**RECORDS FOR PROCESSING:**
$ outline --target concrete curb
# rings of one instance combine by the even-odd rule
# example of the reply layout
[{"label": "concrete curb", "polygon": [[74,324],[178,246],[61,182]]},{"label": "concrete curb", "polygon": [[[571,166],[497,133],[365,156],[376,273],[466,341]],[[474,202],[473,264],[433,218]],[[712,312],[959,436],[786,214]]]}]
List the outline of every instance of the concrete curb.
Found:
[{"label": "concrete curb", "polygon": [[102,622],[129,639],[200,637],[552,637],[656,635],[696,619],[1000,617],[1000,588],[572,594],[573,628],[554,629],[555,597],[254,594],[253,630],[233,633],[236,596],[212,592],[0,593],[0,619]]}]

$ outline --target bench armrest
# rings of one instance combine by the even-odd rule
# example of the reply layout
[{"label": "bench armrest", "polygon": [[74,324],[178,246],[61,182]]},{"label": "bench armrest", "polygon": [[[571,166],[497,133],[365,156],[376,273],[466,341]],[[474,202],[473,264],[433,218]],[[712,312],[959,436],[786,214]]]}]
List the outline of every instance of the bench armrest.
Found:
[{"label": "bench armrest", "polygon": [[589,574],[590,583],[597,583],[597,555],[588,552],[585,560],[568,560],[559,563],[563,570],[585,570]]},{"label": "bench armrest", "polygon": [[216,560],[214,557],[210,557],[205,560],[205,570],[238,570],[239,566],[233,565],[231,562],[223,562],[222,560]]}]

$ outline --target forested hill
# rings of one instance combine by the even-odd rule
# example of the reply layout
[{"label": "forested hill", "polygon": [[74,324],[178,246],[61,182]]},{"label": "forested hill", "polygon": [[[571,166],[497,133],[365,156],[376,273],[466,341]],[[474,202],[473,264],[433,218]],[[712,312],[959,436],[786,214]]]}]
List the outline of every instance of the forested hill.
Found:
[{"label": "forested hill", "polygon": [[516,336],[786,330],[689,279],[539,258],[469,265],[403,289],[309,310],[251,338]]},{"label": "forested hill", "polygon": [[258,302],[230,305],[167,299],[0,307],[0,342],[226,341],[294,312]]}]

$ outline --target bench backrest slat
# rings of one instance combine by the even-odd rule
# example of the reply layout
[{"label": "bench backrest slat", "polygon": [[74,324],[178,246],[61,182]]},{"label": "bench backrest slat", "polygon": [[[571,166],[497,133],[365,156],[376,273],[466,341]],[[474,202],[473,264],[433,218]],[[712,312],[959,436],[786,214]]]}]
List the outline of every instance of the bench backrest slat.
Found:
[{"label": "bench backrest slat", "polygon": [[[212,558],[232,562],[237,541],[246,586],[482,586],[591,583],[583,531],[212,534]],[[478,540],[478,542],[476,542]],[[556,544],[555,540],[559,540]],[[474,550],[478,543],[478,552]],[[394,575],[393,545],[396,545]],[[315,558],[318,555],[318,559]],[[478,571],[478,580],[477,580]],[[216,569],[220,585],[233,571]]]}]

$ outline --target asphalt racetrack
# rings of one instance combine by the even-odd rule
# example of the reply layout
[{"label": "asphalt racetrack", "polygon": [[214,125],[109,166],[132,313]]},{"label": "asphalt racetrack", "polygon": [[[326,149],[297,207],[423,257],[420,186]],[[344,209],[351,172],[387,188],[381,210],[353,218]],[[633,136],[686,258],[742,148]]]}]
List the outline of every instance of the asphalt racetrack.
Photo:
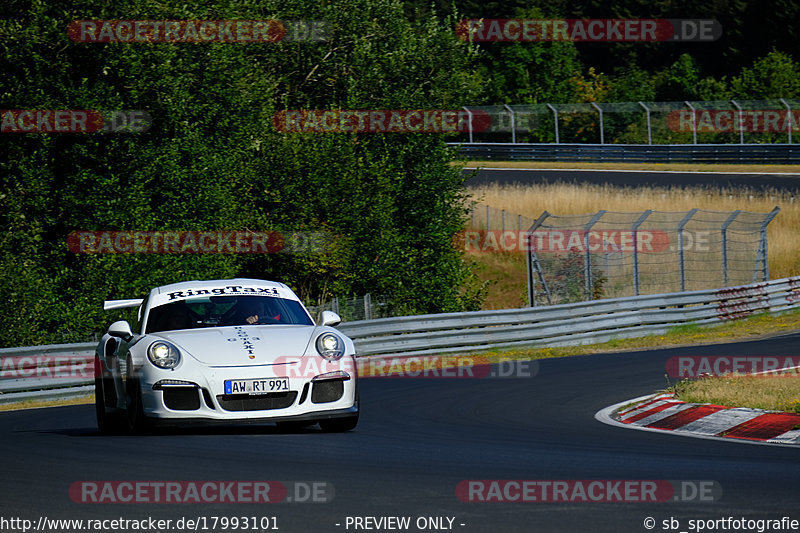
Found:
[{"label": "asphalt racetrack", "polygon": [[[43,516],[255,516],[275,517],[282,532],[493,533],[650,531],[647,519],[655,531],[693,531],[689,520],[800,519],[797,448],[634,431],[594,419],[606,406],[663,388],[669,357],[795,356],[798,343],[794,333],[549,359],[530,377],[363,379],[361,422],[345,434],[280,434],[264,425],[106,437],[95,428],[92,405],[3,412],[0,517],[36,524]],[[280,481],[294,490],[295,482],[318,482],[335,496],[330,503],[84,503],[69,492],[81,481],[204,480]],[[470,502],[456,494],[465,480],[713,482],[721,494],[688,502]],[[392,516],[409,517],[411,526],[354,526],[355,517]],[[417,528],[420,517],[453,521]],[[20,530],[9,524],[2,531]]]},{"label": "asphalt racetrack", "polygon": [[499,185],[513,183],[535,185],[541,183],[577,182],[592,184],[608,183],[609,185],[618,187],[748,187],[754,191],[800,191],[800,174],[486,168],[477,172],[474,169],[464,170],[464,175],[468,176],[465,183],[468,187],[492,183]]}]

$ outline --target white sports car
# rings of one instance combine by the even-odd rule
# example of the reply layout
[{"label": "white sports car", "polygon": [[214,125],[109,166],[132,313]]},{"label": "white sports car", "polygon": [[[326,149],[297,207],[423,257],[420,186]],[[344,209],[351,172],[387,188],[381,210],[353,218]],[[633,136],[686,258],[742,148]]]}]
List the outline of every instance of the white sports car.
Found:
[{"label": "white sports car", "polygon": [[315,325],[283,283],[187,281],[140,300],[138,321],[108,328],[95,358],[97,425],[140,432],[160,423],[319,423],[348,431],[358,422],[353,341],[323,311]]}]

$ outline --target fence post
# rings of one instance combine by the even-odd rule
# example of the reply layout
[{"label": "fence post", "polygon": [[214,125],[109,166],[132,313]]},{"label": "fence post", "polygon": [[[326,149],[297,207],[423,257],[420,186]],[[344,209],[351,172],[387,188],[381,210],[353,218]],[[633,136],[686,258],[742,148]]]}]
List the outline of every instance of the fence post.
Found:
[{"label": "fence post", "polygon": [[469,142],[472,143],[472,111],[466,107],[462,107],[461,109],[467,112],[467,121],[469,124]]},{"label": "fence post", "polygon": [[653,144],[653,136],[650,132],[650,108],[644,105],[643,102],[639,102],[639,105],[644,108],[647,116],[647,144]]},{"label": "fence post", "polygon": [[[728,220],[722,223],[722,286],[728,286],[728,226],[739,216],[742,210],[738,209],[731,213]],[[759,244],[759,247],[761,245]]]},{"label": "fence post", "polygon": [[736,103],[736,100],[731,100],[731,103],[739,111],[739,144],[744,144],[744,115],[742,115],[742,107]]},{"label": "fence post", "polygon": [[589,102],[597,109],[597,112],[600,113],[600,144],[605,144],[605,136],[603,135],[603,110],[600,109],[600,106],[594,102]]},{"label": "fence post", "polygon": [[500,213],[503,217],[503,233],[506,231],[506,210],[503,209]]},{"label": "fence post", "polygon": [[639,226],[647,220],[647,217],[650,216],[652,213],[652,209],[648,209],[633,223],[633,294],[634,296],[639,296],[639,238],[636,235],[636,231],[639,229]]},{"label": "fence post", "polygon": [[[772,219],[778,216],[778,213],[781,212],[781,208],[777,205],[770,211],[770,213],[764,217],[764,220],[761,222],[761,238],[759,239],[758,244],[758,252],[761,256],[761,281],[767,281],[769,279],[769,257],[767,257],[767,224],[772,222]],[[753,270],[753,283],[758,281],[756,279],[756,274],[758,273],[758,258],[756,259],[756,268]]]},{"label": "fence post", "polygon": [[684,260],[683,253],[683,228],[686,226],[689,220],[691,220],[695,213],[697,213],[697,208],[686,213],[686,216],[683,217],[683,220],[681,220],[678,224],[678,257],[681,267],[681,292],[686,291],[686,261]]},{"label": "fence post", "polygon": [[486,204],[486,233],[489,233],[489,230],[492,229],[492,221],[491,221],[492,213],[490,209],[491,207],[489,207],[489,204]]},{"label": "fence post", "polygon": [[364,320],[372,320],[372,296],[364,295]]},{"label": "fence post", "polygon": [[334,299],[331,301],[331,310],[332,310],[334,313],[336,313],[337,315],[340,315],[340,313],[339,313],[339,298],[338,298],[338,297],[337,297],[337,298],[334,298]]},{"label": "fence post", "polygon": [[548,107],[548,109],[550,109],[553,112],[553,116],[555,116],[555,119],[556,119],[556,144],[558,144],[558,110],[555,107],[551,106],[550,104],[545,104],[545,105]]},{"label": "fence post", "polygon": [[786,103],[783,98],[780,99],[781,103],[786,106],[786,132],[789,134],[789,144],[792,144],[792,127],[794,126],[794,115],[792,115],[792,106]]},{"label": "fence post", "polygon": [[508,109],[508,113],[511,115],[511,144],[517,143],[517,128],[514,123],[514,110],[508,107],[508,104],[503,104],[503,107]]},{"label": "fence post", "polygon": [[756,254],[756,264],[755,264],[755,267],[753,268],[753,283],[758,281],[759,265],[761,265],[762,275],[764,273],[764,270],[763,270],[764,269],[764,263],[766,262],[765,259],[767,257],[766,250],[764,249],[765,248],[764,245],[766,243],[764,241],[765,241],[764,235],[762,234],[758,239],[758,252]]},{"label": "fence post", "polygon": [[539,226],[541,226],[549,216],[550,213],[547,211],[543,212],[525,233],[525,247],[527,248],[525,266],[528,271],[528,305],[530,307],[536,307],[536,278],[534,277],[534,270],[539,274],[539,281],[542,282],[542,287],[547,295],[547,303],[553,305],[553,299],[550,296],[550,288],[547,286],[547,282],[544,279],[544,273],[542,273],[541,265],[539,265],[539,258],[536,256],[536,250],[533,249],[533,232],[539,229]]},{"label": "fence post", "polygon": [[[688,100],[684,100],[683,103],[692,110],[692,139],[694,144],[697,144],[697,113],[695,113],[694,107],[692,107],[692,104],[690,104]],[[472,141],[470,140],[470,142]]]},{"label": "fence post", "polygon": [[589,251],[589,231],[604,214],[605,211],[598,211],[583,227],[583,281],[586,289],[587,300],[593,299],[592,296],[594,292],[594,282],[592,280],[592,255]]}]

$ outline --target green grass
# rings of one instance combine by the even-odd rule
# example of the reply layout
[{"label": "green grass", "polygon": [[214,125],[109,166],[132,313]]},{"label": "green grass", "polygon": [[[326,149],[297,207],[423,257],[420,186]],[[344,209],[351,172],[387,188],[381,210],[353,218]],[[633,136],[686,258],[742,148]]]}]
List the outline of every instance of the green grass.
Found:
[{"label": "green grass", "polygon": [[39,409],[42,407],[59,407],[62,405],[84,405],[94,403],[94,395],[72,398],[69,400],[25,400],[22,402],[0,404],[0,411],[19,411],[21,409]]}]

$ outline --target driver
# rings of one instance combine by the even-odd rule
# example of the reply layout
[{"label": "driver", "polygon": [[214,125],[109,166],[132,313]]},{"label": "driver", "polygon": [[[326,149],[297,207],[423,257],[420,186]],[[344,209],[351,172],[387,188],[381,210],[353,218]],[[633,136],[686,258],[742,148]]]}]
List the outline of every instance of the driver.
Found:
[{"label": "driver", "polygon": [[257,323],[259,315],[264,314],[261,307],[258,297],[239,297],[233,312],[233,325]]},{"label": "driver", "polygon": [[166,317],[166,323],[164,324],[166,331],[191,329],[194,327],[192,323],[192,313],[189,311],[186,302],[175,302],[174,304],[165,306],[165,309],[169,311],[169,315]]}]

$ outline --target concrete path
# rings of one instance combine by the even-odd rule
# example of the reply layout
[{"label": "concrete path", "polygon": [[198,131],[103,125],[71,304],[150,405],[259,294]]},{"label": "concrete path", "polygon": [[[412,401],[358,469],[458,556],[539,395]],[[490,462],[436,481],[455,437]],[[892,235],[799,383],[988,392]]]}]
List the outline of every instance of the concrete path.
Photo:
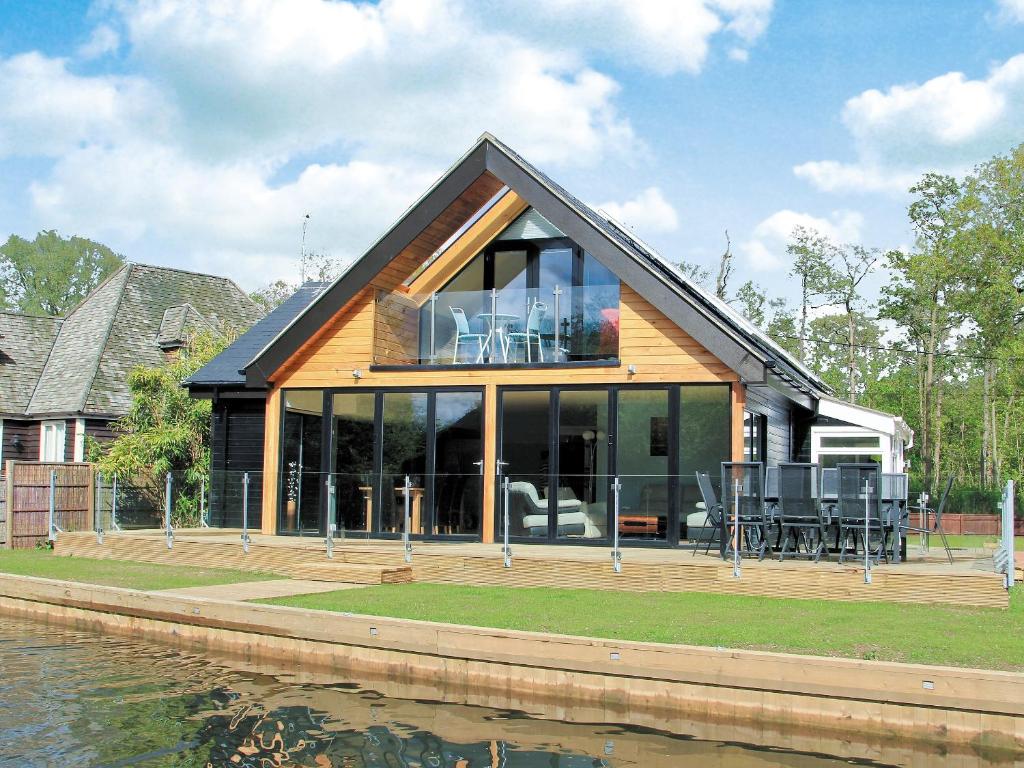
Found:
[{"label": "concrete path", "polygon": [[264,600],[271,597],[311,595],[315,592],[335,592],[356,589],[365,584],[342,584],[337,581],[308,581],[306,579],[272,579],[270,581],[243,581],[237,584],[213,584],[206,587],[161,589],[165,595],[182,597],[210,597],[214,600]]}]

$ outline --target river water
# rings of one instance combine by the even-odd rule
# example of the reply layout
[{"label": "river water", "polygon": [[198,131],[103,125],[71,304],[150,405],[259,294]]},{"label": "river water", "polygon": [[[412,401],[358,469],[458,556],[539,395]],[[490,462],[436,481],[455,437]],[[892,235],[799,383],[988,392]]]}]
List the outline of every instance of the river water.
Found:
[{"label": "river water", "polygon": [[[978,754],[752,727],[569,723],[393,682],[268,672],[223,657],[0,618],[0,765],[599,768],[989,766]],[[465,701],[466,697],[462,697]],[[442,703],[447,700],[447,703]],[[679,730],[689,727],[690,730]],[[673,729],[676,732],[672,732]],[[695,733],[694,731],[699,731]],[[710,738],[713,735],[714,738]]]}]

**WHAT IS REQUIRED:** Only lines holding the word "every" belong in the answer; copy each one from the material.

**SOLUTION TO THIS TASK:**
List the outline of every instance of the concrete curb.
List the outline of every instance of the bench armrest.
List the outline of every instance of the forested hill.
List the outline of every instance of the bench backrest slat.
List the outline of every instance of the asphalt racetrack.
List the outline of every instance of the white sports car.
List the outline of every instance of the fence post.
List the outline of every instance of the green grass.
List the outline of every instance of the driver.
List the outline of every instance of the concrete path.
List the outline of every instance of the river water.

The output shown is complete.